Task brief »
What you return must match the listing below character for character, minus any pictures.

Data supplied »
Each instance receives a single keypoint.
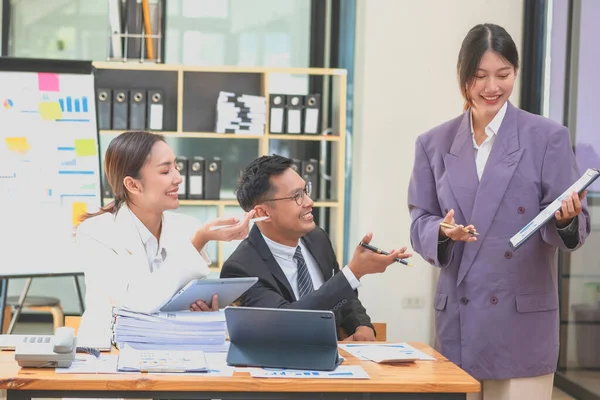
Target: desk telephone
(47, 351)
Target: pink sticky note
(48, 82)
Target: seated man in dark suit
(292, 257)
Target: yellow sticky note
(85, 147)
(79, 210)
(50, 110)
(18, 145)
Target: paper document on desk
(169, 330)
(217, 366)
(131, 359)
(386, 352)
(89, 364)
(341, 372)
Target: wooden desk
(440, 379)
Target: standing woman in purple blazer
(493, 169)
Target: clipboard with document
(543, 217)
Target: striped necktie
(304, 280)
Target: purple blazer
(496, 309)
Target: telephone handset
(54, 351)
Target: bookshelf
(189, 113)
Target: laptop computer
(282, 338)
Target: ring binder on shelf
(137, 109)
(312, 105)
(196, 179)
(104, 108)
(120, 108)
(277, 113)
(181, 163)
(155, 110)
(294, 115)
(212, 180)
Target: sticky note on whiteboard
(85, 147)
(18, 145)
(48, 82)
(50, 110)
(79, 209)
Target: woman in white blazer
(136, 253)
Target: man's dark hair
(254, 184)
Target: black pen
(376, 250)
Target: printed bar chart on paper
(49, 165)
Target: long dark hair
(125, 156)
(481, 38)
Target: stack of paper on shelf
(186, 330)
(241, 113)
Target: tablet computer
(228, 290)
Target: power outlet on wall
(413, 302)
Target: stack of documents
(186, 330)
(241, 113)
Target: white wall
(405, 84)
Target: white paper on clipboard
(528, 230)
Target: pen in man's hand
(450, 226)
(376, 250)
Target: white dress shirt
(285, 258)
(482, 152)
(155, 253)
(123, 268)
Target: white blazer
(117, 272)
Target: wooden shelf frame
(338, 141)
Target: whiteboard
(49, 169)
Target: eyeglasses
(299, 196)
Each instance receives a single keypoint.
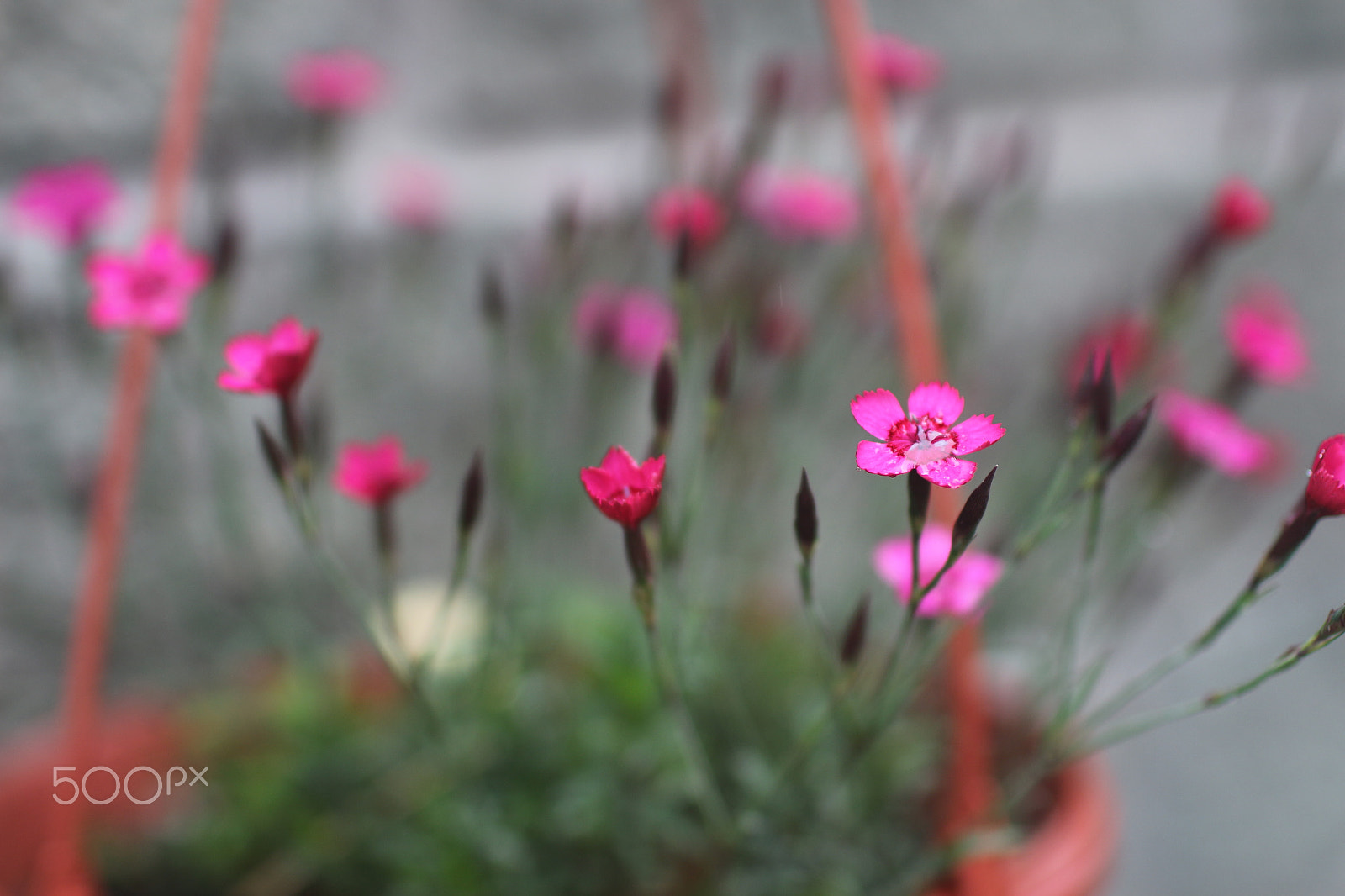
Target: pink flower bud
(623, 490)
(1327, 481)
(150, 288)
(65, 202)
(1239, 210)
(273, 362)
(376, 472)
(1266, 336)
(334, 82)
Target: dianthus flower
(376, 472)
(623, 490)
(150, 288)
(335, 82)
(1214, 434)
(271, 362)
(1266, 336)
(927, 440)
(802, 205)
(65, 202)
(961, 589)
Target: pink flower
(1126, 336)
(417, 197)
(688, 210)
(903, 66)
(926, 441)
(376, 472)
(1239, 210)
(335, 82)
(150, 288)
(636, 326)
(1327, 481)
(802, 205)
(1266, 336)
(271, 362)
(961, 589)
(66, 202)
(1214, 434)
(623, 490)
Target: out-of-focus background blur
(1133, 111)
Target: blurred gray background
(1137, 108)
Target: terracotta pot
(1073, 851)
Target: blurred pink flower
(65, 202)
(903, 66)
(961, 589)
(1215, 434)
(1327, 481)
(926, 441)
(376, 472)
(1126, 336)
(340, 81)
(271, 362)
(623, 490)
(1266, 336)
(150, 288)
(802, 205)
(688, 210)
(417, 197)
(1239, 210)
(636, 326)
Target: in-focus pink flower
(961, 589)
(1215, 434)
(417, 197)
(688, 210)
(66, 202)
(623, 490)
(335, 82)
(1126, 336)
(271, 362)
(1266, 336)
(927, 440)
(636, 326)
(1239, 210)
(150, 288)
(376, 472)
(903, 66)
(802, 205)
(1327, 481)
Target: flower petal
(876, 410)
(938, 400)
(977, 432)
(948, 472)
(876, 458)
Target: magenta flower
(961, 589)
(688, 210)
(65, 202)
(623, 490)
(376, 472)
(150, 288)
(271, 362)
(335, 82)
(1126, 336)
(636, 326)
(926, 441)
(1239, 210)
(1327, 481)
(1266, 336)
(901, 66)
(1214, 434)
(802, 205)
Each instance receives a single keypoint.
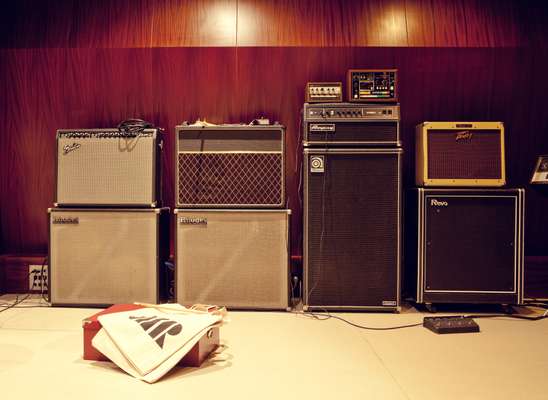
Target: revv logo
(157, 328)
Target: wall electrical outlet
(38, 278)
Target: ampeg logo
(317, 164)
(322, 128)
(157, 328)
(66, 220)
(434, 202)
(463, 135)
(71, 147)
(192, 221)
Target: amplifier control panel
(345, 111)
(368, 85)
(323, 92)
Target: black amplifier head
(355, 112)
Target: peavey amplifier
(345, 124)
(99, 257)
(460, 154)
(104, 167)
(229, 166)
(352, 228)
(465, 245)
(235, 258)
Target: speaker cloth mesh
(241, 179)
(107, 257)
(237, 259)
(470, 243)
(464, 154)
(99, 171)
(353, 231)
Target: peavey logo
(434, 202)
(157, 328)
(193, 221)
(66, 220)
(463, 135)
(71, 147)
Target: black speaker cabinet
(352, 234)
(465, 246)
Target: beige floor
(272, 355)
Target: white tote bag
(148, 342)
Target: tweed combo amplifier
(345, 124)
(460, 154)
(235, 258)
(229, 166)
(465, 245)
(105, 167)
(352, 228)
(99, 257)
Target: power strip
(38, 278)
(452, 324)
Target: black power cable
(327, 315)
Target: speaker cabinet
(234, 258)
(99, 257)
(103, 167)
(460, 154)
(465, 246)
(352, 234)
(230, 166)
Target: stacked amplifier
(107, 232)
(232, 232)
(464, 232)
(352, 205)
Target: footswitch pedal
(456, 324)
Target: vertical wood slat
(174, 23)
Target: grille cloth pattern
(243, 179)
(474, 158)
(108, 257)
(239, 259)
(106, 171)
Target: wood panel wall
(183, 23)
(89, 63)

Output »
Each instance receives a single keypoint.
Target: desk telephone
(47, 351)
Target: pink sticky note
(48, 82)
Target: seated man in dark suit
(292, 257)
Target: yellow sticky note
(85, 147)
(79, 210)
(50, 110)
(18, 145)
Target: paper document on desk
(169, 330)
(217, 366)
(131, 359)
(386, 352)
(89, 364)
(341, 372)
Target: wooden desk
(440, 379)
Target: standing woman in purple blazer
(493, 169)
Target: clipboard with document
(543, 217)
Target: striped necktie
(304, 280)
Target: purple blazer
(496, 309)
Target: telephone handset
(54, 351)
Target: bookshelf
(189, 113)
Target: laptop computer
(282, 338)
Target: ring binder on shelf
(137, 109)
(312, 105)
(196, 179)
(104, 108)
(120, 108)
(277, 113)
(181, 163)
(155, 110)
(294, 115)
(212, 180)
Target: sticky note on whiteboard
(85, 147)
(18, 145)
(48, 82)
(50, 110)
(79, 209)
Target: woman in white blazer
(136, 253)
Target: man's dark hair
(254, 184)
Target: black pen
(376, 250)
Target: printed bar chart on paper
(49, 165)
Target: long dark hair
(125, 156)
(481, 38)
Target: stack of paper on shelf
(186, 330)
(241, 113)
Target: tablet computer
(228, 290)
Target: power outlet on wall
(413, 302)
Target: stack of documents
(186, 330)
(241, 113)
Target: white wall
(405, 84)
Target: white paper on clipboard
(528, 230)
Target: pen in man's hand
(450, 226)
(376, 250)
Target: white dress shirt
(285, 258)
(482, 152)
(155, 253)
(123, 268)
Target: white blazer
(117, 272)
Target: wooden shelf frame
(338, 141)
Target: whiteboard
(49, 169)
Target: eyeglasses
(299, 196)
Each instance receives a single keypoint.
Target: pink flower bud
(623, 490)
(1327, 481)
(150, 288)
(65, 202)
(1239, 210)
(273, 362)
(376, 472)
(1266, 336)
(334, 82)
Target: dianthus flower
(376, 472)
(623, 490)
(150, 288)
(335, 82)
(1214, 434)
(271, 362)
(1266, 336)
(927, 440)
(802, 205)
(65, 202)
(961, 589)
Target: pink flower
(1126, 336)
(417, 197)
(688, 210)
(903, 66)
(926, 441)
(376, 472)
(1239, 210)
(335, 82)
(150, 288)
(636, 326)
(1327, 481)
(802, 205)
(1266, 336)
(271, 362)
(961, 589)
(66, 202)
(1214, 434)
(623, 490)
Target: out-of-focus background blur
(1133, 111)
Target: blurred gray background
(1137, 108)
Target: terracotta pot
(1073, 851)
Target: blurred pink flower
(65, 202)
(903, 66)
(961, 589)
(1215, 434)
(1327, 481)
(926, 441)
(376, 472)
(1126, 336)
(340, 81)
(271, 362)
(623, 490)
(1266, 336)
(150, 288)
(802, 205)
(688, 210)
(417, 197)
(1239, 210)
(636, 326)
Target: in-focus pink flower
(961, 589)
(1215, 434)
(417, 197)
(688, 210)
(66, 202)
(623, 490)
(335, 82)
(1126, 336)
(271, 362)
(1266, 336)
(927, 440)
(636, 326)
(1239, 210)
(150, 288)
(376, 472)
(903, 66)
(802, 205)
(1327, 481)
Target: flower petal
(876, 410)
(938, 400)
(977, 432)
(948, 472)
(876, 458)
Target: magenta flower
(961, 589)
(688, 210)
(65, 202)
(623, 490)
(376, 472)
(150, 288)
(271, 362)
(335, 82)
(1126, 336)
(636, 326)
(926, 441)
(1239, 210)
(1327, 481)
(1266, 336)
(901, 66)
(1214, 434)
(802, 205)
Each instance receives a single keypoint.
Target: revv logo
(157, 328)
Target: wall electrical outlet
(38, 278)
Target: ampeg logo
(317, 164)
(322, 128)
(157, 328)
(66, 220)
(434, 202)
(463, 135)
(71, 147)
(192, 221)
Target: amplifier control panel
(345, 111)
(368, 85)
(323, 92)
Target: black amplifier head
(355, 112)
Target: peavey amplifier
(345, 124)
(99, 257)
(460, 154)
(104, 167)
(229, 166)
(352, 228)
(465, 245)
(235, 258)
Target: speaker cloth mesh
(241, 179)
(107, 257)
(237, 259)
(470, 243)
(464, 154)
(99, 171)
(353, 231)
Target: peavey logo
(434, 202)
(157, 328)
(193, 221)
(66, 220)
(463, 135)
(71, 147)
Target: black speaker cabinet
(352, 234)
(465, 246)
Target: beige floor
(272, 355)
Target: white tote bag
(148, 342)
Target: tweed combo amplifier
(345, 124)
(460, 154)
(235, 258)
(229, 166)
(465, 245)
(105, 167)
(352, 228)
(99, 257)
Target: power strip
(38, 278)
(452, 324)
Target: black power cable
(327, 315)
Target: speaker cabinet
(234, 258)
(99, 257)
(103, 167)
(460, 154)
(465, 246)
(352, 234)
(230, 166)
Target: stacked amplifier
(107, 232)
(232, 232)
(464, 232)
(352, 205)
Target: footswitch pedal
(456, 324)
Target: vertical wood slat
(174, 23)
Target: grille cloth pattern
(243, 179)
(474, 158)
(108, 257)
(239, 259)
(106, 171)
Target: wood panel wall
(183, 23)
(89, 63)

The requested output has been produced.